● SELECTED EXCERPT
——————
As the mice become more crowded most of the unattached males would stay gathered in the center of the cage.  When one left to eat or get a drink of water it would be attacked when it returned.  Some of the males – Calhoun calls them the “beautiful ones” neither competed for females nor entered the brawling world of the disappointed males.  Instead they would get away from all the others and spend their time grooming.  Again, there is a strong temptation to liken them to young urban male humans who, at a time for low reproductive rate, may largely withdraw from social contact.  In the absence of valid numbers it seems hard to draw conclusions. 
Now look again at the mouse plague data we saw before. 

G. R. Singleton, C. J. Krebs, “The secret world of wild mice” in The Mouse in Biomedical Research, J. G. Fox, M. T. Davisson, F. W. Quimby, S. W. Barhold, C. E. Newcomer, A. L. Smith, Eds. (Elsever, Burlington, ed. 2, 2007), vol. 1, chap. 3, p. 39.
As I mentioned earlier, the populations tend to be small and stable in a fashion I have not had much success in getting my model to give.  Since my source code is available through nobabies.net I invite anyone to have a go at it.
Something that is not conspicuous and possibly not present is the damped oscillation pattern shown by my fruit flies and by European voles.  It may be hidden at the bottom, of course.
Then there is the double peak pattern I also described, which appears to be something that humans have a distinct tendency to follow.  It seems odd that mice and humans share a pattern that we do not share with flies or voles.  Voles, like mice, are rodents.  Yet they do not share the same patterns, at least not conspicuously.  We shall have to return to this point.
What is most conspicuous is the single peak pattern.  Four times the data show huge populations that then crash.  The authors make clear that even at the height of a plague the mice are never short on food.  And available predators simply were not capable of eating enough mice to bring their numbers back down.  The authors suggest there may be a virus affecting the mice, but that is only a matter of exclusion; they have ruled out everything else they can think of.
——————
● ACTIONS TO TAKE
1. Answer these questions from the text on mouse populations:
(a) What does Calhoun call the males who neither competed for females nor joined the brawling?
(b) How many times do the mouse plague data show huge populations that then crash?
(c) At what web address does the writer say the source code is available?
2. Continue the text on mouse populations from its final sentence, keeping the writer's first-person voice and reasoning.
The items placed after this are separate material and have no connection to the text on mouse populations.

[Dataset entries]
——————
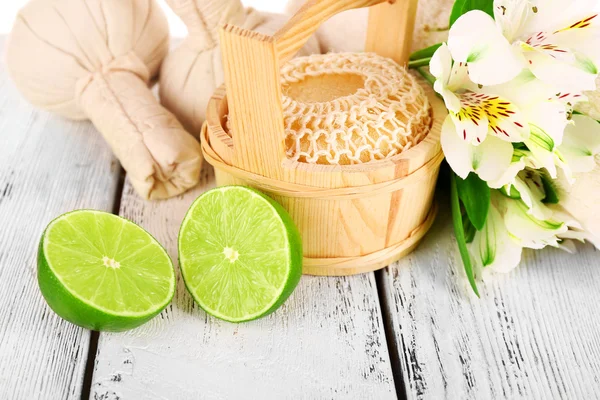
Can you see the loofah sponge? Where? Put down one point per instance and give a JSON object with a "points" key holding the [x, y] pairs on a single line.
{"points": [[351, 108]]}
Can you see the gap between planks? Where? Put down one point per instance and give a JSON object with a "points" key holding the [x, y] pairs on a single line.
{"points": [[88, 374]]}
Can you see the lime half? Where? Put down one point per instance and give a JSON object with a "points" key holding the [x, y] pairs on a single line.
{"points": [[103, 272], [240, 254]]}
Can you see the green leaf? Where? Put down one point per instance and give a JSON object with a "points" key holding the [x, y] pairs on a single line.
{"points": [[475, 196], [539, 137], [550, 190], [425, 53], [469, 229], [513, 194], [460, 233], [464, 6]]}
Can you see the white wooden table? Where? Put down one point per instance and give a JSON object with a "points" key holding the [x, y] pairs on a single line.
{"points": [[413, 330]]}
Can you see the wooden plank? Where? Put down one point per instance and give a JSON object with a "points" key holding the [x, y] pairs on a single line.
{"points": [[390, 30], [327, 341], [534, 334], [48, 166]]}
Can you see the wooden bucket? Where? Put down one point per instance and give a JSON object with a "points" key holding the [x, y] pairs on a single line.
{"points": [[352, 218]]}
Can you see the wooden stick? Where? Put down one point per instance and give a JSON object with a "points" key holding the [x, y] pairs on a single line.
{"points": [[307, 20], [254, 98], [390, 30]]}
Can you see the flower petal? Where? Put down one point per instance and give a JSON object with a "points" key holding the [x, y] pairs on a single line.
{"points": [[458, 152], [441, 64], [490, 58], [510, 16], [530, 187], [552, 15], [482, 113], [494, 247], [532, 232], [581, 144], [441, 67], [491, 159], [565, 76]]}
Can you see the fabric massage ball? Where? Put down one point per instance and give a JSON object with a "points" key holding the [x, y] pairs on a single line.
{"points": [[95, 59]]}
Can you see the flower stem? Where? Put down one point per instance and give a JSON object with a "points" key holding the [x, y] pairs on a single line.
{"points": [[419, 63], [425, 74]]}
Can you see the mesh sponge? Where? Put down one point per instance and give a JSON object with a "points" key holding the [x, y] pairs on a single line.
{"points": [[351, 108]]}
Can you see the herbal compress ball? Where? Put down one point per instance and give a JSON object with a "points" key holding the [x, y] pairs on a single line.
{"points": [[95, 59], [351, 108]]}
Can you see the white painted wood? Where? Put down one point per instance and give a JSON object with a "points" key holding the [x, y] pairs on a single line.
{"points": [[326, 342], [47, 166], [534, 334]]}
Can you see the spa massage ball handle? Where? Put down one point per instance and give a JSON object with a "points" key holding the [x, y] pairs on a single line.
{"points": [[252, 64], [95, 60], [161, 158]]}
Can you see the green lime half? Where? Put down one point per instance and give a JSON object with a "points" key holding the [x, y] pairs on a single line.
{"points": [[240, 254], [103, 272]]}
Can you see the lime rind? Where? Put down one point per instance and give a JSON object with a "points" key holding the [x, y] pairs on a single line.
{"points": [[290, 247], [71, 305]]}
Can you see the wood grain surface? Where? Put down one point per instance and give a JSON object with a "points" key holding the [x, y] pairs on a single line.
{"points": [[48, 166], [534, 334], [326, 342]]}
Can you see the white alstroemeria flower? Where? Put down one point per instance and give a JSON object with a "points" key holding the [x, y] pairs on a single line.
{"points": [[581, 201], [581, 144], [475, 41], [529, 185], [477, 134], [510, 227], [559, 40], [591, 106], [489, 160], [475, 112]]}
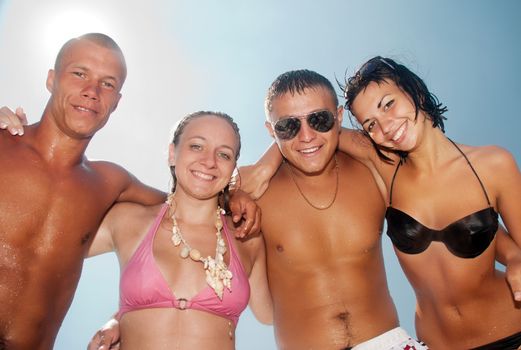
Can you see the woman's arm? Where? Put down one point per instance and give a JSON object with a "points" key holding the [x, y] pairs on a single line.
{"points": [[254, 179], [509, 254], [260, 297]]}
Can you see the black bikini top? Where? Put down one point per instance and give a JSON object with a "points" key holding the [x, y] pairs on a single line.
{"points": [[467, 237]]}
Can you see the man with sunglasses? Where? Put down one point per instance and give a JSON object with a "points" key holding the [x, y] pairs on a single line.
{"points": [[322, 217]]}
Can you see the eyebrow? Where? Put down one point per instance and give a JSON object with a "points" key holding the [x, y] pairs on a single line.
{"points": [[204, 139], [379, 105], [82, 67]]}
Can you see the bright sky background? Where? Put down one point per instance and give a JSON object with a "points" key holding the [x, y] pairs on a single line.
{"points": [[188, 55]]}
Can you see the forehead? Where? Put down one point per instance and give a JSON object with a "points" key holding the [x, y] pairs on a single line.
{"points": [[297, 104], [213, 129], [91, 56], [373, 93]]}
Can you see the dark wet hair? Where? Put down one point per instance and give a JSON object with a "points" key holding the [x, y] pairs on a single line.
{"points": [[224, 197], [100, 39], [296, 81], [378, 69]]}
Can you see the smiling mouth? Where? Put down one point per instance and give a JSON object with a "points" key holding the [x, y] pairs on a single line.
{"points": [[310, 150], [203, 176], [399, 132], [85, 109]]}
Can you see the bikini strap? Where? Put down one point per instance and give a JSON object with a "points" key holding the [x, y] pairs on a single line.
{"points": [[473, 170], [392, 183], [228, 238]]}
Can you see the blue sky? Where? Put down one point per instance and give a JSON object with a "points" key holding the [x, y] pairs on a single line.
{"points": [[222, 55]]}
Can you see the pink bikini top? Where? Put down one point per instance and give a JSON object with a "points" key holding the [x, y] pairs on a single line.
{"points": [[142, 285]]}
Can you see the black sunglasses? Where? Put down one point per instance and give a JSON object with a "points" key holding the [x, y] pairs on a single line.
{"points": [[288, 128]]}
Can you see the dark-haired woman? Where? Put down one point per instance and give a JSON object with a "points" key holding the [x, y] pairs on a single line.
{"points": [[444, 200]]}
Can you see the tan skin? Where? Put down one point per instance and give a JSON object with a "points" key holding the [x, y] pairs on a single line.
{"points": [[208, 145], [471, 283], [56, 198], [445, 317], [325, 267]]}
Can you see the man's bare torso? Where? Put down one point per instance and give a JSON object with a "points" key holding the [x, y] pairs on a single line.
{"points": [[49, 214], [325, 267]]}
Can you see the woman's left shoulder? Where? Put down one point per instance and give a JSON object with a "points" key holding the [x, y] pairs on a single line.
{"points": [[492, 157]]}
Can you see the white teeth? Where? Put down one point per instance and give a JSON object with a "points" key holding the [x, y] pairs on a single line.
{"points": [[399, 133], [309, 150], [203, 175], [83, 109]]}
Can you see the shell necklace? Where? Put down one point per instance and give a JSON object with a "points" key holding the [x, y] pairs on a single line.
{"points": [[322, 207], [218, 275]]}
——————
● YOUR WRITTEN ANSWERS
1.
(a) The "beautiful ones."
(b) Four times.
(c) nobabies.net.

2.
In normal times a male mouse will be very territorial, defending its little domain and its females most fiercely.  But during a plague they seem to give up keeping all those others out; other males can pass with impunity. 
What I suspect is that during the high population peaks, the fertility of the males drops to zero, just as in Calhoun’s cage.  The rapid fall may be due to the fact that life in the wild is a lot more difficult than in the friendly cage.  The males do not seem to be fighting each over to the death; injuries are no more frequent than at baseline.  The brawling in the cage is not described among the plague mice, but surely the crowding even in the biggest plagues cannot be anything like the crowding in the cage. 
I suspect the rapid fall is related to the behavior of Calhoun’s “beautiful ones.”  If they can’t be bothered to defend their territory they may not put the effort in to scour around and find something to eat – something my mother used to call “survival value.”  They may be starving in the midst of plenty.
I do not know; I only suspect.  And I don’t have a suggestion of how to find out.  But one thing is perfectly clear: the plague mice tend to show the same single peak curve as Calhoun’s mice.